GOAL
Please transcribe the material that follows, reproducing every line precisely.

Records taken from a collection
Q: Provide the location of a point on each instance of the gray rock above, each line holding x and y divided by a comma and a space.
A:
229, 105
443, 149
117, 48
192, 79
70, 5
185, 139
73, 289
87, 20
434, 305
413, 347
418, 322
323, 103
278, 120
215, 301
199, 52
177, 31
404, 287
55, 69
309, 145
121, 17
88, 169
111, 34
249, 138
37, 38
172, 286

EXPECTED ANSWER
Q: Provide the location of a point on each instance of the gray rock above, each line holding x and y divided by a comma and a space.
A:
229, 105
443, 149
117, 48
192, 79
70, 5
185, 139
73, 289
87, 20
434, 305
413, 347
418, 322
323, 103
278, 120
215, 301
199, 52
177, 31
404, 287
55, 69
309, 145
121, 17
88, 169
111, 34
249, 138
37, 38
172, 286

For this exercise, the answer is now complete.